### Kutipan Teks

Oleh: Zulfikar Ardiwardana Wanda, SH, MH
PUTUSAN Mahkamah Konstitusi (MK) yang diucapkan 11 Januari 2017 lalu kembali merontokkan harapan untuk memunculkan pasangan calon presiden dan wakil presiden (capres dan cawapres) dari masing-masing parpol peserta pemilu.
Putusan bernomor 53/PUU-XV/2017 yang dimohonkan Bang Haji Rhoma Irama dan Ramdansyah selaku Ketum dan Sekjen Partai Idaman kembali melegitimasi ambang batas pengusungan capres dan cawapres  (Presidential Threshold) yang termuat dalam Pasal 222 UU No. 7 Tahun 2017 tentang Pemilu pada perhelatan akbar pemilihan umum presiden dan wakil presiden (Pilpres) 2019 mendatang sebagaimana yang telah dilaksanakan pada tahun sebelum-sebelumnya.
Pasal “angka cantik” ini menentukan parpol ataupun gabungan parpol peserta pemilu harus memenuhi persyaratan minimal 20% kursi DPR atau 25% perolehan suara sah nasional pada pemilihan umum legislatif (Pileg), sebelumnya (2014) agar dapat mengantongi tiket untuk mengusung pasangan capres dan cawapresnya secara independen.

######
### Informasi yang Diberikan

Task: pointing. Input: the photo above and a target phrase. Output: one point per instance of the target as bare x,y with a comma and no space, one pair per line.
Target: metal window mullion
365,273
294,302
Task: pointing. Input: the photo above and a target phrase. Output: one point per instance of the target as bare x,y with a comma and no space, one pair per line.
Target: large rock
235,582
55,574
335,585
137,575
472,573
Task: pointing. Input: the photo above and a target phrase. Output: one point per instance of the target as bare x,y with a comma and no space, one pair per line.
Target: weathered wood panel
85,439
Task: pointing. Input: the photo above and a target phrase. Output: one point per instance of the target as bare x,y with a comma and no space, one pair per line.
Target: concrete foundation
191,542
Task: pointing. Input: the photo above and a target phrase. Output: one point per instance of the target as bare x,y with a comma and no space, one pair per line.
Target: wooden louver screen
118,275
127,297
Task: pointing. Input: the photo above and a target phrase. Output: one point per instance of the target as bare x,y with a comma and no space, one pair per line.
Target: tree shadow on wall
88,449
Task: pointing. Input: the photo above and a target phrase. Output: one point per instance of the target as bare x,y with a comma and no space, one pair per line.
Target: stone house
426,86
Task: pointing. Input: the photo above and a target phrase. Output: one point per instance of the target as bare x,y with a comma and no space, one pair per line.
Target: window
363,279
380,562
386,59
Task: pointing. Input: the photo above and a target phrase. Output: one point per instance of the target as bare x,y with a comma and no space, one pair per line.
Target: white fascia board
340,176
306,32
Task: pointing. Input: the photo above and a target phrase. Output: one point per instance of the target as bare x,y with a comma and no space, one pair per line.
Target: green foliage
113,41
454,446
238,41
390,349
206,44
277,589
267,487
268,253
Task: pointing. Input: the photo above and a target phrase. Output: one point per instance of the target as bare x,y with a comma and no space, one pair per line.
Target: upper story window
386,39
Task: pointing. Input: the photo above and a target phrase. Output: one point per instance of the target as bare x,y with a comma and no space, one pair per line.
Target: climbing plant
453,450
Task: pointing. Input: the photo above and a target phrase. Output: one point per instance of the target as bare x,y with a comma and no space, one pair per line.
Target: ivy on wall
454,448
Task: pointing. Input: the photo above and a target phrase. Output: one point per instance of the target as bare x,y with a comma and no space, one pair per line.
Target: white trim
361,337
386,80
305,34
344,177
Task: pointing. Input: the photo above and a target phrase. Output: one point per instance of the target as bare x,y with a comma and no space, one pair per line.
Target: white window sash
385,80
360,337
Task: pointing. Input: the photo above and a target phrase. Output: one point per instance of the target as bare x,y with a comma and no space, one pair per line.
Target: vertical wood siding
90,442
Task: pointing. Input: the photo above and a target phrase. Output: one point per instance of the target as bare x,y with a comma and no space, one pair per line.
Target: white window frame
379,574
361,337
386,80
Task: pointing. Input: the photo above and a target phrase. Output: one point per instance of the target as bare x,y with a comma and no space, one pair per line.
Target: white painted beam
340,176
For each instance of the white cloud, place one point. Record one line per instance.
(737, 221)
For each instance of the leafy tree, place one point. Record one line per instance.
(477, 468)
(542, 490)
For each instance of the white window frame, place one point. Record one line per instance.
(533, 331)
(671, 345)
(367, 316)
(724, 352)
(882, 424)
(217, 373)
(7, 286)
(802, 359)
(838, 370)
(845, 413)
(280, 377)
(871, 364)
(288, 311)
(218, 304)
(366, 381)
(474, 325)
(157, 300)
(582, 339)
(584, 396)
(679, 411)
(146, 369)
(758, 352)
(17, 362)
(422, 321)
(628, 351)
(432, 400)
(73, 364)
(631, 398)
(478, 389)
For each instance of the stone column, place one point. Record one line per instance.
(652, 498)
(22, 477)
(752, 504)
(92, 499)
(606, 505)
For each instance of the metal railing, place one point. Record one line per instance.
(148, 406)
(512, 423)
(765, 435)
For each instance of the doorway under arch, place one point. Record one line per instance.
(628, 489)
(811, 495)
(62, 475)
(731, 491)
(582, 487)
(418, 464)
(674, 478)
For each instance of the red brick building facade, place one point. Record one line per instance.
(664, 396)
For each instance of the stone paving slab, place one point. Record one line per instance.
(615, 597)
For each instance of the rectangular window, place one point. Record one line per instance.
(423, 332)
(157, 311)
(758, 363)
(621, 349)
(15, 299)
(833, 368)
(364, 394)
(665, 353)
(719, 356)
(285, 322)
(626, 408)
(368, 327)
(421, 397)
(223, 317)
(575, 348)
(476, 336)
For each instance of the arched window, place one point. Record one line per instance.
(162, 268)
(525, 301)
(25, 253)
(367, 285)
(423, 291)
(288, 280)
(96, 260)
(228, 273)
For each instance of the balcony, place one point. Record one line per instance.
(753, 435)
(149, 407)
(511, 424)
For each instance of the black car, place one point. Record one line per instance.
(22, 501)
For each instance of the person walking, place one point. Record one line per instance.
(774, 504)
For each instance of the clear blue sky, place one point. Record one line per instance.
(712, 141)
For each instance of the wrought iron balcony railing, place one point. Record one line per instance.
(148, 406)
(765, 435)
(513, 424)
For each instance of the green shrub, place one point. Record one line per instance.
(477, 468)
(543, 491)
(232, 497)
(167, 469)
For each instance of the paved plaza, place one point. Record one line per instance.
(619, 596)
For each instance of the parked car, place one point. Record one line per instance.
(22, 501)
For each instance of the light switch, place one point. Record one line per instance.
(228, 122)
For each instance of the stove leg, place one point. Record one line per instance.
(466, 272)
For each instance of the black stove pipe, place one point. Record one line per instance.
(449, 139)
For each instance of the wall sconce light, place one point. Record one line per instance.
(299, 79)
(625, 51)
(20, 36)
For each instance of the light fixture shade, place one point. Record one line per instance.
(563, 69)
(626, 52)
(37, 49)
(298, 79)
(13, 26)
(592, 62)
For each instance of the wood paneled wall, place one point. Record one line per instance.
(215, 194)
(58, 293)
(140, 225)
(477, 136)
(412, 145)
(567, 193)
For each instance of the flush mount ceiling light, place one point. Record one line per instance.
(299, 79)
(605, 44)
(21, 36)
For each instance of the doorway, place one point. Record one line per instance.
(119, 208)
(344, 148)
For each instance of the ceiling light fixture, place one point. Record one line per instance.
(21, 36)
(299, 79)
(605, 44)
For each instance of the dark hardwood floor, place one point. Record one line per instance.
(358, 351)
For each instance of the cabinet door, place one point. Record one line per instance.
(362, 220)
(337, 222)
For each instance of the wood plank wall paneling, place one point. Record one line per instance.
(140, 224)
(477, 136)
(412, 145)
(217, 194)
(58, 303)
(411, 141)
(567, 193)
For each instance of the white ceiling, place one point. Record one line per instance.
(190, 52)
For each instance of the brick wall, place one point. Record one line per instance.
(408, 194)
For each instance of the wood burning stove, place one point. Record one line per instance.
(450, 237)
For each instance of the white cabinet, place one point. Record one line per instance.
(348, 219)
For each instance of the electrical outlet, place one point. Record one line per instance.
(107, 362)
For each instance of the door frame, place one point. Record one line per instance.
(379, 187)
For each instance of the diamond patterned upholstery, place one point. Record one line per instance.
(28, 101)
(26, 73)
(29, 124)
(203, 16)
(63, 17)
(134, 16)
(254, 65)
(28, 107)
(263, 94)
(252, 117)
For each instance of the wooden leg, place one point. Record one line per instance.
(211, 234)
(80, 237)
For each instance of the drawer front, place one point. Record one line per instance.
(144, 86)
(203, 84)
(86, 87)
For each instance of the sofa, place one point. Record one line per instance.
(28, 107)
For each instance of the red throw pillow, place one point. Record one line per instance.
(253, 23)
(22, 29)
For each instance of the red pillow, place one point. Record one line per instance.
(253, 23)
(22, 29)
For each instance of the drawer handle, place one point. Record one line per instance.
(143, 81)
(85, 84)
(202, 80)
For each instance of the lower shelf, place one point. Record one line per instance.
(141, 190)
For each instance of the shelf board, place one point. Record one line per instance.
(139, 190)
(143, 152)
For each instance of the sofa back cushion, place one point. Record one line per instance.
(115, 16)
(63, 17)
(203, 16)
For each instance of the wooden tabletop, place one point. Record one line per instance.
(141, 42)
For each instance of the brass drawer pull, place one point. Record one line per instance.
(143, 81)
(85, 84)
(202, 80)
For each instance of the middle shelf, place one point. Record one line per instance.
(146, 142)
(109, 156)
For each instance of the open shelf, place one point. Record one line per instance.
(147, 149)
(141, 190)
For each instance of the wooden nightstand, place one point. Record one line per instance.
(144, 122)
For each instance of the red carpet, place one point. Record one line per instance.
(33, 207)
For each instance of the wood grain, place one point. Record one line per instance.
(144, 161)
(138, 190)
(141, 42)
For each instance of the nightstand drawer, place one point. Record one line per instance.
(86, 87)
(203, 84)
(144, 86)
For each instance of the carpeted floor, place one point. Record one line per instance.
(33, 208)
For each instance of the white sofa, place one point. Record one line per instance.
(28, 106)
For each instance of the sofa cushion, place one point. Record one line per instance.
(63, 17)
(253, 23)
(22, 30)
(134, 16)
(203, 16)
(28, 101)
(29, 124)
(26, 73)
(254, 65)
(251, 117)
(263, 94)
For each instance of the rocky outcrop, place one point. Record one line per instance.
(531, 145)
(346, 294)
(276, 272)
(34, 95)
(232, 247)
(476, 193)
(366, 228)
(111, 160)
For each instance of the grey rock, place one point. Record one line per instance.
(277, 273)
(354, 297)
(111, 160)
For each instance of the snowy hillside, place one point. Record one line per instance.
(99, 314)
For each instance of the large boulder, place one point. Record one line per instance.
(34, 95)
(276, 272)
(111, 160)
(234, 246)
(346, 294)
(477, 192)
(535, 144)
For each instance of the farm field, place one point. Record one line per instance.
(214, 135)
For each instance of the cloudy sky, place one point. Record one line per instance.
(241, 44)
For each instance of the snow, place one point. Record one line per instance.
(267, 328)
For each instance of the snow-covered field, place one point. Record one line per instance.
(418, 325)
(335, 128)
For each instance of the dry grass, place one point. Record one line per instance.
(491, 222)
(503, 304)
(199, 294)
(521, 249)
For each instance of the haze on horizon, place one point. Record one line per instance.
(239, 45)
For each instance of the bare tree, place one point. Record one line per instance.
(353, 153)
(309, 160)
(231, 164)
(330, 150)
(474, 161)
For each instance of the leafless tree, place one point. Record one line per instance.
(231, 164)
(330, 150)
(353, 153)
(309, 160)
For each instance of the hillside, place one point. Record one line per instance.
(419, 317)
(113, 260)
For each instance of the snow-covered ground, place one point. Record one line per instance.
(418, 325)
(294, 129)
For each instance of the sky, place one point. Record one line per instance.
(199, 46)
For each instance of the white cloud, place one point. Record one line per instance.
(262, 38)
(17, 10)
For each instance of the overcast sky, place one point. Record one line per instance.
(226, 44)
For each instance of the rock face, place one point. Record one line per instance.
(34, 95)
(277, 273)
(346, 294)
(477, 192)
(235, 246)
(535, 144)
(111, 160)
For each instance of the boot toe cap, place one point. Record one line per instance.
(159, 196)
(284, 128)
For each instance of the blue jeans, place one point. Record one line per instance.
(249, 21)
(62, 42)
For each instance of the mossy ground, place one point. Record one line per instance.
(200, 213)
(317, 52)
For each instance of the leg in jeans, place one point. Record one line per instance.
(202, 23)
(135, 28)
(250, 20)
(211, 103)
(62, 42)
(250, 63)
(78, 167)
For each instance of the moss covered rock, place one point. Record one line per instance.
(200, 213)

######

[Deskripsi Tugas]
Jawablah pertanyaan berikut berdasarkan teks tentang putusan MK mengenai ambang batas pencalonan presiden.
(a) Siapa yang mengajukan permohonan Putusan bernomor 53/PUU-XV/2017, dan apa jabatan mereka di partainya?
(b) Dalam pasal dan undang-undang apa ambang batas pengusungan capres dan cawapres termuat?
(c) Berapa persyaratan minimal perolehan kursi DPR atau suara sah nasional yang harus dipenuhi parpol atau gabungan parpol?

[Jawaban Soal]
(a) Rhoma Irama dan Ramdansyah, selaku Ketum dan Sekjen Partai Idaman.
(b) Pasal 222 UU No. 7 Tahun 2017 tentang Pemilu.
(c) Minimal 20% kursi DPR atau 25% perolehan suara sah nasional pada Pileg sebelumnya (2014).